• [WHAT IS BEING ASKED]: All of the records below are to be copied exactly.

• [DATA TO EXAMINE]:
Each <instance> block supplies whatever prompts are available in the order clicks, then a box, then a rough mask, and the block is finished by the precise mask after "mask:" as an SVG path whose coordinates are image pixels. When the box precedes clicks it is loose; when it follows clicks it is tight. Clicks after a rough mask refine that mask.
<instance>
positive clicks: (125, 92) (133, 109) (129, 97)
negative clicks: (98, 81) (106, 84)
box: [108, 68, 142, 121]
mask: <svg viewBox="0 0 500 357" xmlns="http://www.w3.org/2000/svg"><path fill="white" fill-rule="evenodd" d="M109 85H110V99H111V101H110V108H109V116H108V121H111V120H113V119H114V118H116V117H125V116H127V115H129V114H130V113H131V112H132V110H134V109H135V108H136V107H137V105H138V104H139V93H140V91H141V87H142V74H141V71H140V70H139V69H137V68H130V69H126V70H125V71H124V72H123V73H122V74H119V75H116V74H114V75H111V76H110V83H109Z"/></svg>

• [ANSWER BOX]:
Each <instance> block supplies whatever prompts are available in the order clicks, then a box, then a rough mask, and the block is finished by the precise mask after "mask:" as an SVG path whose coordinates are image pixels. When the box precedes clicks it is loose; when it follows clicks it is tight. Clicks after a rough mask refine that mask.
<instance>
positive clicks: (125, 92) (133, 109) (129, 97)
negative clicks: (98, 81) (106, 84)
box: [108, 68, 142, 121]
mask: <svg viewBox="0 0 500 357" xmlns="http://www.w3.org/2000/svg"><path fill="white" fill-rule="evenodd" d="M109 85H110V99H111V101H110V108H109V116H108V121H111V120H113V119H114V118H116V117H125V116H127V115H129V114H130V113H131V112H132V110H134V109H135V108H136V107H137V105H138V104H139V93H140V91H141V87H142V74H141V71H140V70H139V69H137V68H130V69H126V70H125V71H124V72H123V73H122V74H119V75H116V74H114V75H111V76H110V83H109Z"/></svg>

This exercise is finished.